Provided text:
··········

So, do you like it low-flow or HET? How about dual-flush? Or is a brick in the tank all you need? When it comes to water conservation, toilets are always big news. In fact, one of the “most searched terms” on the Water Efficiency website is … you guessed it … toilet. And all of you who’ve downloaded Waterprint know that one toilet flush in the US equals almost a day’s worth of water use in the developing world.
The typical American uses an average of 100 gallons of water a day at home—and 30% of that water could be saved by installing water efficient fixtures; including low-flow toilets. The new high-efficiency toilets (HET) can actually cut the number of gallons per flush by more than half—1.3 gallons per flush—a 60% improvement on their older, less efficient counterparts. According to EPA, installing a WaterSense-labeled toilet could save a family of four more than $90 annually on their water bill (as compared to a household using a standard, 3.5 gallons-per-flush toilet) and almost $2,000 over the lifetime of the toilet.
In California, high-efficiency is now the law, thanks to AB715, which requires that all new construction in California include high-efficiency toilets and urinals. AB715 also set new water flush volume standards, 1.28 gallons per flush for toilets, 0.5 gallons per flush for urinals). In 2010, 50% all of the toilets sold in the state were required to meet these new standards, with 100% compliance stated for 2014.
And while AB715 was a first of its of kind, the truth is that, in the developed world, everyone has access to flush toilets—low-flow or otherwise. But in third-world countries, the situation is much grimmer. It’s not just a hygiene problem—although lack of basic sanitation can be blamed for a host of serious illnesses and death—it’s also a water resource management issue. More than 2.6 billion people do not have accesses to safe sanitation, and as a result, communities must deal not just with widespread disease, but with compromised water sources and ineffective (and nonexistent) conveyance systems.

··········

Exercise tasks:
a) In the article on water-efficient toilets, what flush volume does AB715 set for urinals?
b) List every gallons-per-flush figure given in the article on water-efficient toilets, and say what each applies to.
c) Pick up the article on water-efficient toilets after its final sentence and write the next part.

Raw data:

··········

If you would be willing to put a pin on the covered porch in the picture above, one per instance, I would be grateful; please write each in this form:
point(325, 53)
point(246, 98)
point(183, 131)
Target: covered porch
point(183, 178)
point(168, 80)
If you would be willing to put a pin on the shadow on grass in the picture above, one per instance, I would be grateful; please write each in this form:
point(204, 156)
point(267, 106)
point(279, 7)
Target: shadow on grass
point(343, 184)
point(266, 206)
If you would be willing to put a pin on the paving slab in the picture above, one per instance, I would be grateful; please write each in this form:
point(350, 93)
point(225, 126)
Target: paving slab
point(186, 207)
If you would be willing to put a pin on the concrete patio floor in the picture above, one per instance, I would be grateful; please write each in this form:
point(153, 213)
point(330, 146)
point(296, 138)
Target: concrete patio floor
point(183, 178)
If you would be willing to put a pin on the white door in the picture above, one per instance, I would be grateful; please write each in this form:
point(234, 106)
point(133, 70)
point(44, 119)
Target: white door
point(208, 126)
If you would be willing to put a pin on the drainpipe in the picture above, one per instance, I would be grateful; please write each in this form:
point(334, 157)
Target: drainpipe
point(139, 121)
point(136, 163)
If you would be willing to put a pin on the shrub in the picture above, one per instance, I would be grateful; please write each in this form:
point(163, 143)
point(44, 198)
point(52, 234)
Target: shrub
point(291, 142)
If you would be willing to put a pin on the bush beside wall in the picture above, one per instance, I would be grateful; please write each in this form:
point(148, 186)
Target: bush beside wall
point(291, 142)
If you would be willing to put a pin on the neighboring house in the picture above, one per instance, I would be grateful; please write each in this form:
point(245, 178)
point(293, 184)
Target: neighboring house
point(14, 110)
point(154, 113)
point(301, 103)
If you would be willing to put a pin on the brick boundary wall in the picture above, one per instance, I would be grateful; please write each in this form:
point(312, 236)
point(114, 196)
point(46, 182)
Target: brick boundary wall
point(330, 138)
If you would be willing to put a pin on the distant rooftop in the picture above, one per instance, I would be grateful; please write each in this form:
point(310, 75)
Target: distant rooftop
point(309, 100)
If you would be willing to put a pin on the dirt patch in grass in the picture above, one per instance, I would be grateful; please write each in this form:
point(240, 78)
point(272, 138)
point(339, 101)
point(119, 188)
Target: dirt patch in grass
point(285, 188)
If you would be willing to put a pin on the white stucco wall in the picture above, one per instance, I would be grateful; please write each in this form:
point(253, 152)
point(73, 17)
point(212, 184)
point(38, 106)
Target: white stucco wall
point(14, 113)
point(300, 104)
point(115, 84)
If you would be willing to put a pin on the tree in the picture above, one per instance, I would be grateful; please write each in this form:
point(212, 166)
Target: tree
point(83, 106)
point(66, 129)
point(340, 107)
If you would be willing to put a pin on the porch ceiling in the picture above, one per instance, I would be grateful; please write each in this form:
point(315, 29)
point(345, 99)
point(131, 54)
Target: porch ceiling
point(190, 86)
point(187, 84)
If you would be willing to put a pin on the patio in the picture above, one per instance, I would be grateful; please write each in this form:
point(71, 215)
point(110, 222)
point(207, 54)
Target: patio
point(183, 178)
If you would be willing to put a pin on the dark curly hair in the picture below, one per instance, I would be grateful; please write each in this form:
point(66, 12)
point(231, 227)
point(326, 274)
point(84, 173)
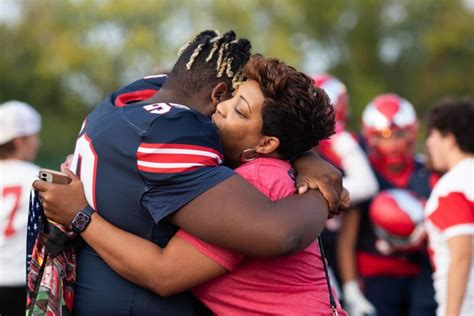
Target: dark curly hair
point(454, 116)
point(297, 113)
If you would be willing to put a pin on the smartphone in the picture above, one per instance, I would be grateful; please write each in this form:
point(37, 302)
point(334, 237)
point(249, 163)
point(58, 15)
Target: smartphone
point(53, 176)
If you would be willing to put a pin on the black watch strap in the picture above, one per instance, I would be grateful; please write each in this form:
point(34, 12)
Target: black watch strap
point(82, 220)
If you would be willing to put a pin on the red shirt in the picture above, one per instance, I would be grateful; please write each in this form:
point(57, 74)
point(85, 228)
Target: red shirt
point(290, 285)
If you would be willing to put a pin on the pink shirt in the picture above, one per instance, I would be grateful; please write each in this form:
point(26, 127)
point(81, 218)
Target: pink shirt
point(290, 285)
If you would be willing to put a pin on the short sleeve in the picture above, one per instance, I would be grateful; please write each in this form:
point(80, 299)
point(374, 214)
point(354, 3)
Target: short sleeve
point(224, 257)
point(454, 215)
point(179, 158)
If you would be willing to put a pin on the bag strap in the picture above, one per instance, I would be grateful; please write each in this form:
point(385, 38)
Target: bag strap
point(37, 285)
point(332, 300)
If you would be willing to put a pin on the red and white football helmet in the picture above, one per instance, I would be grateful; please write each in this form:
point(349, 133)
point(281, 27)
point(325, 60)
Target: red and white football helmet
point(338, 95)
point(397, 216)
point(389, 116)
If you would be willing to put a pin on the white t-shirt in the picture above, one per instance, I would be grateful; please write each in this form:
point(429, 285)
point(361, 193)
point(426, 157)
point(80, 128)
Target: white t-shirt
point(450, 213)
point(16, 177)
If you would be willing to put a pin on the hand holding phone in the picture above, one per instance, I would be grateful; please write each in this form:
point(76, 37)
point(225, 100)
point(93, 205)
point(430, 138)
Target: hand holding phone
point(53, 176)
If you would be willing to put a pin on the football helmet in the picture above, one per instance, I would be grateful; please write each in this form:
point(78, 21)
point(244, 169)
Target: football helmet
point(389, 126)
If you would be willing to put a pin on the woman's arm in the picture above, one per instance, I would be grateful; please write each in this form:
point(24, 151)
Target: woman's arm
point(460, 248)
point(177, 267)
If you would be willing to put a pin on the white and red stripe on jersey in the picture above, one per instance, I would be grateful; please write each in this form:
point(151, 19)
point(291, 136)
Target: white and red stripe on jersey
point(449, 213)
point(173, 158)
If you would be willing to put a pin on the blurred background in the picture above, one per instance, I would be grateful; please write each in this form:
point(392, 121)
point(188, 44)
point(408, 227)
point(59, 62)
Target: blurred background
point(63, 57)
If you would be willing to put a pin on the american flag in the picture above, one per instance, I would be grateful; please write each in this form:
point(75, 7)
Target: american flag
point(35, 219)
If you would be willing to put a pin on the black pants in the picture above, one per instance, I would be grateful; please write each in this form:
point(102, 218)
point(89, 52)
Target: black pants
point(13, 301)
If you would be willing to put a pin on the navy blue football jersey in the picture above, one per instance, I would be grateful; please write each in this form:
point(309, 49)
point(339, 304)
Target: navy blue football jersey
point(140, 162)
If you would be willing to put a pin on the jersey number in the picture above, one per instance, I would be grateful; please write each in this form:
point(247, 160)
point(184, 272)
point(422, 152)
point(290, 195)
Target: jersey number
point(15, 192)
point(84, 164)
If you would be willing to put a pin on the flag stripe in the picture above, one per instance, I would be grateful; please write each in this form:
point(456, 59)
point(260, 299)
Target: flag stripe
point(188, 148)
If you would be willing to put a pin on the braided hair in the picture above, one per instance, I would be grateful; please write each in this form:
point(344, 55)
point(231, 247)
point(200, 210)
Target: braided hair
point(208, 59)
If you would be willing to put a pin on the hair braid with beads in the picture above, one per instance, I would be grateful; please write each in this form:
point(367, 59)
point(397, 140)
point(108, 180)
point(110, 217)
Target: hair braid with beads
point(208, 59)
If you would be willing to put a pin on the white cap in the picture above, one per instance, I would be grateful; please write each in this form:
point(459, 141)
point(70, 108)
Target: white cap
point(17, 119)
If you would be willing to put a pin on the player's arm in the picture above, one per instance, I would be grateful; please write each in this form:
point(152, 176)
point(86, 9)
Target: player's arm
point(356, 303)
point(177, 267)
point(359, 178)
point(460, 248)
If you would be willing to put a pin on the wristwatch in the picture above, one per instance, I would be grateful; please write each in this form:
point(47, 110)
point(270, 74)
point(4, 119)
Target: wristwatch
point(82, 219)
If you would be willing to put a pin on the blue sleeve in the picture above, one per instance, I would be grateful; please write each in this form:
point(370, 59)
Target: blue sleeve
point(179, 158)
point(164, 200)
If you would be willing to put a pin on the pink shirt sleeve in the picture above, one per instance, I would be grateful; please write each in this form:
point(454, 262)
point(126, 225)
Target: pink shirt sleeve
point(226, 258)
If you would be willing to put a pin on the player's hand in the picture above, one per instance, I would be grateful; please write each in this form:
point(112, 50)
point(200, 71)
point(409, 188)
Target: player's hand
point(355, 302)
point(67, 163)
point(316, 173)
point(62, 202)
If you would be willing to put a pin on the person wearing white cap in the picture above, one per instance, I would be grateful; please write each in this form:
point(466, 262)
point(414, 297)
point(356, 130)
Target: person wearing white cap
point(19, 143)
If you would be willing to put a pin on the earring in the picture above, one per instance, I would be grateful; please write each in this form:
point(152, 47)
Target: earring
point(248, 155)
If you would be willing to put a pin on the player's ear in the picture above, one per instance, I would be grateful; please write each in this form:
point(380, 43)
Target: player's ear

··········

Answers to the exercise:
a) 0.5 gallons per flush.

b)
- 1.3 gallons per flush: the new high-efficiency toilets (HET)
- 3.5 gallons per flush: a standard toilet, used in the EPA comparison
- 1.28 gallons per flush: the AB715 standard for toilets
- 0.5 gallons per flush: the AB715 standard for urinals

c)
This week, the Gates Foundation announced plans to “reinvent the toilet.” With an acknowledgement that plunking down a toilet is not enough, the foundation (along with a slew of partners) has announced a $3 million dollar grant as part of the “Reinventing the Toilet Challenge.”
The hope is that the challenge will inspire innovative and inventive solutions, solutions that will take into account existing infrastructure (or lack thereof) and community needs to develop a toilet that can combine cutting-edge technology (including waterless fixtures) with increased sanitation.
So what do you think? Although it makes sense to focus on improving the efficiency of the traditional toilet, could the toilet challenge create a whole new paradigm that takes us beyond the low-flow fixture? Some of the solutions proposed by the Gates Foundation include toilets that do not have to rely on sewer connections, but instead work like our traditional septic systems (emptying directly into a treatment pit or container) and also include a water reuse component—couldn’t that sort of system be successfully deployed in the US as well? And since it is often true that adversity spurs innovation, what can we learn from the toilet challenge?